======== PASSAGE GIVEN ========

Tuesday, February 23, 2016

The politics of filling vacancies on the United States Supreme Court

Lovers of the United States Constitution were deeply saddened by the passing of Supreme Court Associate Justice Antonin Scalia, a champion of the Constitution’s original meaning.

His death has triggered a political crisis and there is now great weeping and gnashing of teeth across the land over finding a replacement for him. The need to do so is constitutional, but the weeping and gnashing is political.

Scalia was a believer in the idea that words have specific meaning that should not be subject to the whims of mere mortals who think that the Constitution is rendered moot because many decades have passed since those words were carefully configured, and humanity and America has evolved, or because some ideological group finds the original language inconvenient.

The challenge is finding a suitable replacement for Scalia, who believed in textualism: reading the actual language; and originalism: understanding the written words. He and others who value the meaning of words and who honor the Founders cannot abide the concept of a “living Constitution,” a document that means only what a particular group wants it to mean to satisfy a particular desire at a given time.

Addressing the idea of changing the Constitution’s meaning for convenience or ideological preference, Scalia asked the Woodrow Wilson International Center for Scholars in Washington, D.C., in 2005, “What is a moderate interpretation of the text? Halfway between what it really means and what you’d like it to mean?”

And in his dissent in the United States v. Virginia in 1996, he wrote: “It is one of the unhappy incidents of the federal system that a self-righteous Supreme Court, acting on its members’ personal view of what would make a ‘more perfect Union’ (a criterion only slightly more restrictive than a ‘more perfect world’) can impose its own favored social and economic dispositions nationwide.”

So much of the nation’s problems result from changing the meaning of words to allow things that would appall the Founders, if somehow they were to return tomorrow to check up on how their wonderful creation is faring. Would they recognize their country? Would they want to live here? Would they feel appreciated enough to dare to walk the streets?

Walking the streets would subject them to such foreign concepts as that the term “founding fathers” is now regarded by some as a sexist phrase, even though all of the people who created the U.S. Constitution were, in fact, men. If they then passed an appliance store with a TV in the window, they might see Bernie Sanders offering Americans “free everything” in return for their votes, see Hillary Clinton barking and screaming at her audience, or observe the President of the United States routinely circumventing the U.S. Constitution, perhaps inducing chest pains, and maybe producing their second death, this time from unnatural causes.

The Supreme Court is supposed to be an impartial arbiter, using the plain language of the Constitution to guide it in rendering constitutionally appropriate rulings. A “living Constitution” that means different things at different times is no governing document at all, not so different from a compass that instead of pointing always to magnetic north may be redirected by a swarm of bees, a strong wind, or a Democrat caucus.

As Republicans and conservatives work to prevent the virtual certainty of a Barack Obama nominee who is similar in ideology to himself, Clinton or Sanders, or Justices Kagan, Sotomayer or Ginsburg, Democrats and liberals decry those efforts as unconstitutional and political, conveniently ignoring their own past behavior.

======== DATA ENTRIES ========

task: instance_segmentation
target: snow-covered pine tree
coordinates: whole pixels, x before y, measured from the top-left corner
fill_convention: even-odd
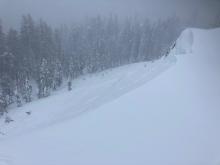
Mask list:
[[[42,59],[39,71],[39,79],[38,79],[38,97],[47,97],[50,95],[50,87],[51,85],[50,79],[50,70],[48,66],[48,62],[45,58]]]

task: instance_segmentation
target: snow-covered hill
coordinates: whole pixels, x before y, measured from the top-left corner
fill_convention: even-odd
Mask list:
[[[13,138],[0,142],[0,164],[220,164],[219,43],[220,29],[187,29],[166,59],[77,80],[76,91],[21,108],[3,126]]]

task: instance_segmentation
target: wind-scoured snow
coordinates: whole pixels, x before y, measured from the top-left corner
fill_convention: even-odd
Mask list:
[[[36,124],[41,117],[53,121],[57,115],[63,122],[1,141],[0,155],[16,165],[219,165],[219,43],[220,29],[187,29],[170,55],[152,64],[155,69],[144,63],[125,66],[106,72],[110,77],[99,74],[91,81],[78,80],[76,85],[82,88],[75,96],[74,90],[61,92],[21,108],[47,105],[39,110],[46,114],[36,111],[38,115],[33,113],[29,120],[21,117],[23,125]],[[176,64],[167,69],[175,57]],[[155,76],[162,72],[156,68],[167,70]],[[92,88],[93,83],[99,87]],[[90,90],[83,85],[91,85]],[[75,106],[78,95],[83,97]],[[94,111],[74,118],[80,105]],[[64,114],[61,107],[66,107]],[[53,108],[57,113],[48,117]],[[22,122],[12,125],[5,131],[22,128]]]
[[[64,87],[48,98],[9,110],[7,116],[14,122],[6,124],[4,117],[0,119],[0,139],[44,128],[94,110],[145,84],[175,64],[175,61],[175,57],[169,57],[154,63],[130,64],[80,77],[73,81],[73,90],[70,92]]]

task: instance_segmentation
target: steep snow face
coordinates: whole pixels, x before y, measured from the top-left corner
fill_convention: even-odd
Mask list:
[[[130,64],[80,77],[73,81],[70,92],[66,87],[48,98],[11,109],[9,116],[14,122],[5,124],[4,118],[0,119],[0,139],[44,128],[94,110],[145,84],[175,62],[175,57],[169,57],[154,63]]]
[[[178,55],[166,72],[95,111],[2,141],[2,162],[219,165],[220,30],[190,31],[190,37],[183,32],[168,59],[174,51],[187,54]],[[185,43],[188,39],[191,44]],[[128,84],[142,77],[139,71],[129,76]]]

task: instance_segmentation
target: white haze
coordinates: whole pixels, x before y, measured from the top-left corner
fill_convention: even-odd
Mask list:
[[[0,19],[6,28],[18,26],[21,15],[28,13],[55,26],[109,14],[152,20],[175,14],[184,21],[195,18],[207,22],[219,14],[219,9],[218,0],[0,0]]]

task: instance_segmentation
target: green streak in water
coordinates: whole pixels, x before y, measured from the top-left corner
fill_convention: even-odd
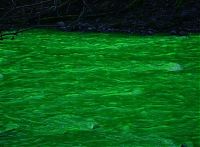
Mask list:
[[[24,32],[0,42],[4,146],[200,146],[200,36]]]

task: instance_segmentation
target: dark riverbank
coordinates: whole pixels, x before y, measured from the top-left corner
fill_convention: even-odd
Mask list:
[[[200,33],[198,0],[57,0],[56,3],[21,0],[3,4],[0,31],[56,25],[64,31],[81,32]]]

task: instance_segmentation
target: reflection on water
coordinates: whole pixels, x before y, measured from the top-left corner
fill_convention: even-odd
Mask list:
[[[200,146],[200,37],[32,30],[0,42],[4,146]]]

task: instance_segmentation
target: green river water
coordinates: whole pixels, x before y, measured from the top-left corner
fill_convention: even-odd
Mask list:
[[[0,41],[0,146],[200,147],[199,59],[200,35]]]

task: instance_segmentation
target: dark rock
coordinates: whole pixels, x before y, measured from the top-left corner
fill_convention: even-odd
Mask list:
[[[171,30],[171,31],[170,31],[170,34],[171,34],[171,35],[177,35],[177,31],[176,31],[176,30]]]
[[[59,21],[56,23],[58,29],[66,30],[66,25],[63,21]]]
[[[186,144],[181,144],[181,147],[187,147],[187,145]]]
[[[180,36],[185,36],[185,35],[187,35],[187,33],[186,33],[185,31],[180,31],[180,32],[178,33],[178,35],[180,35]]]

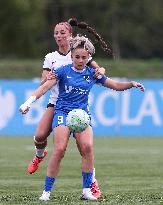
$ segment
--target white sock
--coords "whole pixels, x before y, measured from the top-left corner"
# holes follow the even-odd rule
[[[43,157],[43,156],[44,156],[44,150],[45,150],[45,148],[44,148],[44,149],[37,149],[37,148],[35,147],[35,149],[36,149],[36,156],[37,156],[37,157]]]

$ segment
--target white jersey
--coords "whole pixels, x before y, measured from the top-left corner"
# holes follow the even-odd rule
[[[61,66],[71,64],[71,52],[67,53],[67,55],[64,55],[62,53],[59,53],[58,51],[48,53],[45,56],[45,60],[43,63],[43,69],[48,69],[49,71],[52,71],[53,69],[57,69]],[[56,101],[58,98],[58,85],[55,85],[51,88],[51,95],[49,98],[49,103],[56,105]]]

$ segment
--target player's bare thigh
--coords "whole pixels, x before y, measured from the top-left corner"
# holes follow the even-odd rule
[[[35,137],[37,138],[37,141],[45,140],[51,133],[53,116],[54,116],[54,107],[48,107],[44,112],[35,133]]]

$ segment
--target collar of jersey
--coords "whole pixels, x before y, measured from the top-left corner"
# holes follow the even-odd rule
[[[85,68],[83,70],[78,70],[72,66],[72,70],[74,70],[77,73],[83,73],[85,71]]]

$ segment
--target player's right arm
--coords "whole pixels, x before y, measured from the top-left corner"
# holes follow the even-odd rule
[[[48,69],[44,69],[43,71],[42,71],[42,75],[41,75],[41,85],[43,85],[46,81],[47,81],[47,79],[48,79],[48,74],[49,74],[49,72],[50,72],[50,70],[48,70]]]
[[[25,103],[20,106],[19,111],[22,114],[26,114],[29,111],[31,104],[44,95],[50,88],[53,87],[53,85],[56,85],[56,83],[56,79],[47,80],[43,85],[41,85],[32,93],[31,97],[28,98]]]

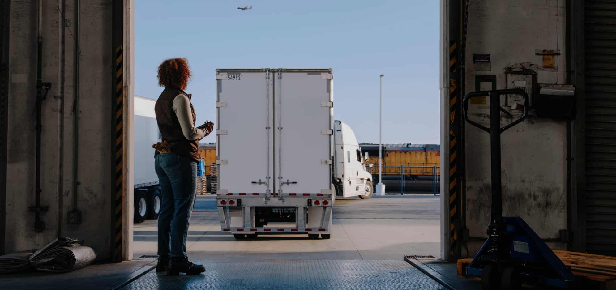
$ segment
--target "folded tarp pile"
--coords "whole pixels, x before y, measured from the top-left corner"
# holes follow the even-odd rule
[[[0,273],[26,272],[32,268],[30,258],[33,251],[0,256]]]
[[[0,256],[0,273],[23,272],[31,268],[39,271],[68,272],[83,268],[92,264],[96,258],[94,251],[83,246],[83,240],[59,238],[33,254],[16,253]],[[17,265],[21,267],[18,268]]]

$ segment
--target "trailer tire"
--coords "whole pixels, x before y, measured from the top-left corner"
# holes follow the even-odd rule
[[[145,193],[141,190],[137,190],[135,193],[135,203],[133,205],[135,209],[134,217],[133,222],[140,224],[145,220],[145,217],[148,214],[148,202]]]
[[[366,180],[366,184],[364,186],[364,193],[359,196],[359,198],[362,199],[367,199],[372,197],[372,194],[374,193],[374,187],[372,187],[372,182]]]
[[[155,220],[158,219],[160,209],[163,204],[163,196],[160,189],[156,189],[148,196],[148,219]]]

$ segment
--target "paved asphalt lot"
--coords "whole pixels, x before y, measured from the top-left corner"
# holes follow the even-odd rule
[[[438,258],[440,196],[388,195],[337,199],[330,240],[305,235],[259,236],[237,241],[222,233],[216,196],[199,196],[187,241],[194,259],[402,260],[404,255]],[[134,225],[134,257],[156,254],[156,220]]]

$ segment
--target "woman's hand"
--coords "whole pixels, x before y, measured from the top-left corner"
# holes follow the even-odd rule
[[[210,133],[212,132],[212,131],[214,130],[214,122],[210,122],[209,121],[206,120],[205,124],[205,129],[208,131],[207,133],[205,134],[205,135],[207,136],[209,135]]]

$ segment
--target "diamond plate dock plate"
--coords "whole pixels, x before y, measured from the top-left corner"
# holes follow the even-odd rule
[[[194,276],[150,271],[124,289],[446,289],[404,261],[380,260],[201,260]]]

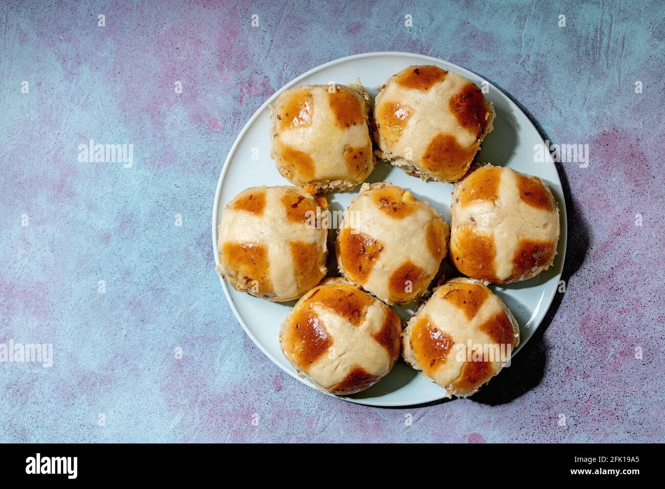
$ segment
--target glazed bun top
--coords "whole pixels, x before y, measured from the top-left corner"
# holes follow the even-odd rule
[[[495,113],[472,82],[425,65],[388,79],[376,96],[374,116],[381,158],[426,180],[454,182],[492,130]]]
[[[337,264],[348,280],[388,304],[405,304],[427,290],[449,236],[434,208],[408,190],[364,184],[344,212]]]
[[[450,255],[464,275],[493,283],[526,280],[557,254],[559,208],[541,179],[485,166],[456,184]]]
[[[476,392],[519,343],[513,314],[470,279],[453,279],[436,289],[408,324],[404,360],[444,387],[449,397]]]
[[[271,156],[295,185],[344,190],[374,168],[369,95],[360,84],[306,85],[283,92],[272,107]]]
[[[240,192],[222,215],[218,271],[237,290],[257,297],[299,297],[327,271],[328,232],[317,226],[317,206],[327,208],[326,200],[299,187]]]
[[[348,395],[390,371],[401,334],[401,321],[390,307],[338,278],[298,301],[282,324],[279,341],[299,373],[323,390]]]

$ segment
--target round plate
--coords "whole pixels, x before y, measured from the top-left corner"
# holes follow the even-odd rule
[[[509,166],[542,178],[549,184],[559,202],[561,234],[554,265],[531,280],[491,287],[503,299],[519,323],[521,341],[513,353],[515,355],[526,344],[542,321],[556,293],[561,277],[566,246],[566,207],[561,183],[553,163],[534,162],[535,146],[543,145],[539,146],[542,148],[545,142],[528,118],[507,96],[468,70],[436,58],[406,53],[369,53],[349,56],[322,65],[301,75],[266,100],[240,132],[219,176],[212,217],[212,243],[215,264],[219,265],[217,226],[224,206],[238,192],[248,187],[291,184],[279,174],[275,162],[270,158],[269,104],[272,103],[282,90],[293,85],[327,84],[331,81],[345,84],[355,81],[358,77],[373,98],[376,94],[376,88],[390,77],[414,65],[436,65],[466,77],[479,86],[482,87],[483,83],[487,84],[489,92],[485,96],[493,102],[497,118],[494,122],[494,130],[483,141],[477,161]],[[450,222],[452,184],[425,182],[383,163],[377,166],[367,182],[392,182],[408,189],[416,197],[427,200],[444,220]],[[329,194],[326,196],[331,210],[341,211],[346,209],[357,195],[357,192],[352,192]],[[329,242],[330,254],[332,255],[334,248],[331,245],[332,243]],[[447,261],[446,258],[444,263]],[[329,272],[336,271],[332,260],[329,260]],[[309,381],[298,376],[279,347],[279,326],[295,301],[277,303],[258,299],[237,291],[221,277],[220,280],[224,294],[238,322],[256,345],[290,375],[313,387]],[[415,305],[416,304],[409,304],[394,309],[402,320],[405,320],[410,317]],[[370,389],[340,397],[370,406],[409,406],[441,399],[446,397],[446,392],[400,360],[384,379]]]

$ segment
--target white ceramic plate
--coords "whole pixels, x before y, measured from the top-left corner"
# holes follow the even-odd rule
[[[301,75],[281,90],[257,110],[240,132],[224,163],[217,186],[212,218],[212,242],[215,264],[219,264],[217,251],[217,226],[224,206],[241,190],[257,185],[289,185],[277,172],[270,158],[269,108],[285,88],[293,85],[324,84],[334,81],[348,83],[358,77],[372,97],[376,88],[383,84],[398,71],[413,65],[436,65],[466,77],[479,86],[482,78],[471,72],[446,61],[421,55],[406,53],[369,53],[350,56],[315,68]],[[558,255],[554,265],[548,271],[523,282],[492,289],[503,299],[519,323],[521,341],[516,354],[526,344],[540,324],[556,293],[563,266],[566,246],[566,207],[561,183],[553,163],[535,163],[534,146],[544,144],[538,131],[524,113],[513,102],[491,84],[485,96],[494,103],[497,119],[494,130],[482,143],[477,156],[479,162],[509,166],[516,170],[537,175],[549,184],[559,202],[561,213],[561,235],[559,240]],[[258,148],[258,160],[252,158],[253,150]],[[416,196],[426,200],[449,224],[450,222],[450,192],[452,184],[438,182],[425,182],[409,176],[401,170],[386,164],[380,164],[367,180],[373,182],[392,182],[410,190]],[[331,210],[343,210],[357,192],[328,194]],[[331,254],[334,247],[329,243]],[[444,260],[448,262],[448,258]],[[329,260],[329,268],[333,269]],[[450,268],[448,269],[450,269]],[[329,273],[330,274],[330,273]],[[448,276],[448,273],[446,274]],[[301,382],[310,387],[311,383],[298,377],[287,361],[279,347],[279,326],[295,301],[276,303],[241,293],[229,286],[220,278],[221,287],[235,314],[238,322],[252,341],[275,364]],[[396,307],[403,320],[408,319],[415,304]],[[499,375],[501,374],[499,374]],[[428,403],[445,397],[445,391],[401,360],[380,382],[366,391],[342,399],[370,406],[409,406]]]

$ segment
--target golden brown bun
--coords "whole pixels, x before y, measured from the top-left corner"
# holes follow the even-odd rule
[[[369,95],[360,84],[305,85],[271,106],[271,157],[281,175],[317,192],[347,190],[374,168]]]
[[[466,397],[499,373],[519,344],[519,327],[503,301],[480,282],[458,278],[409,320],[402,356],[448,397]]]
[[[298,373],[326,392],[364,391],[390,371],[400,355],[402,323],[380,301],[342,279],[305,294],[279,331]]]
[[[432,65],[391,77],[374,106],[377,154],[410,175],[440,182],[464,176],[495,116],[473,82]]]
[[[337,264],[382,301],[406,304],[427,290],[449,236],[448,225],[425,201],[390,183],[364,184],[342,220]]]
[[[317,208],[327,208],[299,187],[253,187],[224,209],[217,271],[236,290],[271,301],[297,299],[325,276],[327,230]],[[312,218],[315,216],[313,218]]]
[[[559,208],[541,179],[491,165],[474,169],[453,190],[450,257],[471,278],[526,280],[557,254]]]

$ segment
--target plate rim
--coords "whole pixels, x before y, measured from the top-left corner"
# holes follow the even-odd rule
[[[242,327],[243,329],[245,331],[245,333],[247,336],[249,337],[249,339],[251,339],[251,341],[254,343],[254,345],[256,345],[257,347],[258,347],[259,349],[261,350],[261,352],[263,352],[263,355],[265,355],[266,357],[267,357],[268,359],[273,364],[275,364],[275,365],[277,365],[283,371],[284,371],[286,373],[289,374],[290,376],[291,376],[294,379],[296,379],[297,380],[298,380],[299,381],[300,381],[301,383],[307,385],[307,387],[311,387],[312,389],[313,389],[314,390],[315,390],[318,393],[323,393],[323,394],[326,394],[326,395],[329,395],[329,396],[331,396],[332,397],[336,397],[337,399],[342,399],[344,401],[348,401],[348,402],[350,402],[350,403],[353,403],[354,404],[359,404],[359,405],[364,405],[364,406],[372,406],[372,407],[387,407],[387,408],[390,408],[390,407],[419,407],[419,406],[422,406],[422,405],[427,404],[428,403],[436,402],[436,401],[442,401],[442,400],[444,400],[444,399],[448,399],[448,397],[446,396],[446,395],[441,395],[440,397],[434,397],[434,398],[432,398],[431,399],[426,400],[426,401],[418,401],[417,403],[412,403],[412,404],[404,404],[403,403],[395,403],[395,402],[378,403],[372,401],[372,399],[374,399],[374,398],[354,399],[354,398],[350,397],[348,396],[338,396],[338,395],[335,395],[334,394],[331,394],[330,393],[327,393],[325,391],[321,391],[320,389],[317,389],[315,386],[311,385],[309,383],[305,382],[305,379],[303,379],[303,378],[302,378],[302,377],[300,377],[299,376],[298,376],[298,375],[297,375],[297,373],[296,372],[295,372],[295,371],[294,372],[290,372],[288,370],[287,370],[286,369],[285,369],[281,365],[281,363],[277,361],[277,359],[276,358],[275,358],[274,356],[272,355],[270,353],[269,353],[263,347],[263,346],[261,344],[261,343],[257,340],[257,339],[255,337],[254,335],[252,334],[251,331],[249,330],[249,328],[247,327],[247,325],[245,323],[245,321],[243,320],[242,317],[240,316],[240,314],[238,313],[238,311],[237,311],[237,309],[235,307],[235,305],[233,303],[233,299],[231,299],[231,295],[230,295],[230,293],[229,292],[228,284],[226,283],[226,281],[224,280],[224,279],[219,273],[217,273],[217,267],[219,265],[219,253],[218,253],[218,251],[217,251],[217,216],[218,216],[218,214],[219,214],[218,210],[219,210],[219,206],[218,204],[219,204],[219,196],[220,196],[220,195],[221,194],[221,186],[222,186],[222,184],[223,183],[224,177],[226,175],[226,172],[227,172],[227,170],[228,169],[229,165],[230,164],[231,157],[235,154],[235,150],[236,150],[238,145],[239,144],[240,141],[242,140],[243,137],[245,136],[245,132],[247,132],[247,131],[249,130],[249,127],[253,124],[253,123],[254,122],[254,121],[258,118],[259,114],[260,113],[261,113],[263,111],[263,110],[268,105],[269,105],[273,102],[273,100],[274,100],[275,99],[276,99],[277,98],[277,96],[279,96],[279,94],[281,94],[283,91],[284,91],[287,88],[292,86],[293,85],[294,85],[295,84],[296,84],[298,81],[299,81],[300,80],[303,79],[303,78],[305,78],[306,77],[309,76],[310,75],[312,75],[313,73],[316,73],[317,71],[320,71],[321,70],[325,69],[326,69],[326,68],[327,68],[327,67],[329,67],[330,66],[332,66],[334,65],[340,64],[340,63],[344,63],[344,62],[346,62],[346,61],[348,61],[352,60],[352,59],[358,59],[368,58],[368,57],[388,57],[388,56],[406,56],[406,57],[412,57],[414,59],[422,59],[422,60],[425,60],[425,61],[428,61],[437,62],[437,63],[442,63],[442,64],[444,64],[444,65],[450,65],[452,67],[454,67],[456,70],[458,70],[459,71],[459,73],[462,73],[463,75],[472,75],[472,77],[479,77],[483,80],[485,80],[485,81],[487,81],[487,83],[489,84],[489,85],[490,86],[493,87],[495,90],[497,90],[504,97],[505,97],[506,100],[508,101],[508,104],[511,106],[511,108],[513,110],[516,110],[519,111],[519,113],[521,113],[524,116],[524,118],[529,122],[529,124],[531,125],[531,126],[535,131],[536,134],[538,135],[538,137],[540,139],[540,140],[542,142],[543,146],[545,145],[545,140],[543,139],[543,136],[540,134],[540,132],[538,130],[538,128],[535,126],[535,125],[533,124],[533,122],[531,122],[531,120],[528,117],[528,116],[527,116],[527,114],[524,113],[524,111],[522,110],[521,108],[520,108],[519,106],[518,106],[516,103],[515,103],[515,102],[513,101],[513,99],[510,96],[509,96],[506,93],[504,93],[502,90],[501,90],[500,88],[497,88],[496,86],[495,86],[493,84],[492,84],[491,82],[489,82],[487,80],[485,80],[485,79],[483,77],[481,77],[481,75],[478,75],[477,73],[474,73],[473,72],[471,71],[470,70],[468,70],[468,69],[467,69],[466,68],[460,67],[458,65],[456,65],[455,63],[451,63],[450,61],[446,61],[440,59],[439,58],[435,58],[434,57],[428,56],[426,55],[421,55],[421,54],[418,54],[418,53],[408,53],[408,52],[404,52],[404,51],[374,51],[374,52],[371,52],[371,53],[358,53],[358,54],[356,54],[356,55],[351,55],[350,56],[345,56],[345,57],[344,57],[342,58],[338,58],[336,59],[333,59],[333,60],[331,60],[331,61],[328,61],[327,63],[325,63],[323,65],[319,65],[319,66],[315,67],[314,68],[312,68],[311,69],[308,70],[307,71],[305,72],[304,73],[302,73],[301,75],[299,75],[299,76],[296,77],[293,80],[291,80],[291,81],[289,81],[287,83],[285,84],[280,88],[279,88],[278,90],[277,90],[275,92],[274,94],[273,94],[271,96],[269,96],[254,112],[254,113],[252,114],[251,117],[250,117],[249,119],[247,120],[247,122],[245,122],[245,125],[243,126],[243,128],[240,130],[240,132],[238,133],[238,135],[236,136],[235,140],[233,141],[233,144],[231,145],[231,148],[229,149],[229,152],[228,152],[228,154],[226,156],[226,159],[224,160],[224,164],[222,166],[221,172],[219,174],[219,178],[217,180],[217,190],[215,192],[215,199],[214,199],[214,201],[213,202],[213,212],[212,212],[212,223],[211,223],[211,224],[212,224],[213,255],[214,258],[215,258],[215,273],[217,275],[217,278],[219,279],[219,282],[221,284],[221,288],[224,291],[224,296],[226,297],[227,303],[229,304],[229,306],[231,307],[231,310],[233,311],[233,315],[235,316],[235,319],[237,320],[238,323],[239,323],[240,325]],[[561,189],[561,193],[562,193],[562,194],[563,194],[563,186],[561,184],[561,177],[559,175],[559,170],[557,168],[556,165],[555,165],[553,162],[551,162],[551,164],[552,164],[553,167],[554,168],[555,174],[556,175],[556,177],[557,177],[556,183],[558,183],[559,187]],[[560,214],[560,219],[561,219],[561,220],[563,221],[565,228],[564,228],[564,230],[563,230],[563,233],[561,232],[559,232],[559,240],[561,240],[561,235],[562,234],[564,235],[564,236],[565,236],[565,238],[566,239],[563,242],[563,244],[559,244],[559,245],[561,246],[561,251],[560,253],[559,253],[561,255],[560,259],[561,260],[561,271],[559,272],[559,279],[561,279],[561,277],[562,276],[563,272],[564,265],[565,265],[565,263],[566,248],[567,247],[567,241],[568,241],[568,239],[567,239],[568,238],[568,214],[567,214],[567,209],[566,209],[566,202],[565,202],[565,194],[563,194],[563,197],[564,197],[564,199],[561,202],[559,202],[559,204],[560,204],[559,207],[559,214]],[[546,305],[546,307],[545,308],[545,313],[543,315],[543,317],[541,317],[540,319],[540,320],[538,321],[538,322],[535,325],[533,325],[532,324],[531,325],[531,327],[533,327],[533,332],[531,333],[531,336],[533,336],[533,333],[535,333],[535,331],[540,327],[541,323],[543,322],[543,320],[545,319],[545,315],[547,315],[547,312],[549,311],[550,307],[552,305],[552,302],[554,301],[554,297],[555,297],[555,295],[556,295],[556,293],[557,293],[557,287],[555,287],[554,289],[553,289],[551,293],[550,294],[549,297],[547,298],[547,305]],[[531,339],[531,336],[529,336],[529,339]],[[514,357],[515,355],[516,355],[519,352],[519,351],[521,349],[522,349],[523,347],[524,347],[527,344],[527,343],[528,343],[528,341],[529,340],[527,339],[523,343],[521,343],[517,347],[517,348],[516,349],[516,350],[513,353],[511,358]],[[422,375],[422,374],[419,372],[418,375]],[[378,399],[380,399],[380,398],[378,398]]]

========

■ TASK SET ■
**1.** Rewrite the part of the Supreme Court piece that opens with the words containing "And in his dissent" and closes with "walk the streets?", putting "high-handed" in place of "self-righteous".
**2.** Extend the Supreme Court piece onward from its last sentence.
The data block stands apart from the Supreme Court piece.

■ TASK-BY-TASK RESULTS ■
**1.**
And in his dissent in the United States v. Virginia in 1996, he wrote: “It is one of the unhappy incidents of the federal system that a high-handed Supreme Court, acting on its members’ personal view of what would make a ‘more perfect Union’ (a criterion only slightly more restrictive than a ‘more perfect world’) can impose its own favored social and economic dispositions nationwide.”

So much of the nation’s problems result from changing the meaning of words to allow things that would appall the Founders, if somehow they were to return tomorrow to check up on how their wonderful creation is faring. Would they recognize their country? Would they want to live here? Would they feel appreciated enough to dare to walk the streets?

**2.**
In 2007 long-time New York Democrat Sen. Charles Schumer told the American Constitution Society that if a new Supreme Court vacancy opened up during the rest of George W. Bush’s term, Democrats should not allow Bush the chance to fill it, except in extraordinary circumstances.

“The Supreme Court is dangerously out of balance,” he said. “We cannot afford to see Justice Stevens replaced by another Roberts, or Justice Ginsburg by another Alito.” At the time he expressed that sentiment, Bush had 19 months left in office, nearly twice what Obama has left today. During the same speech, Schumer lamented that he hadn’t managed to block Bush’s prior Supreme Court nominations.

And then there is Obama himself, who recently said he hoped "that we can avoid the political posturing and ideological brinksmanship that has bogged down this process, and Congress, in the past.”

But in January 2006, Sen. Obama joined 24 colleagues in a futile effort led by Sen. John Kerry, D-MA, to filibuster the Supreme Court nomination of Samuel Alito, explaining to George Stephanopulos on "This Week" that he would "be supporting the filibuster because I think Judge Alito, in fact, is somebody who is contrary to core American values.…"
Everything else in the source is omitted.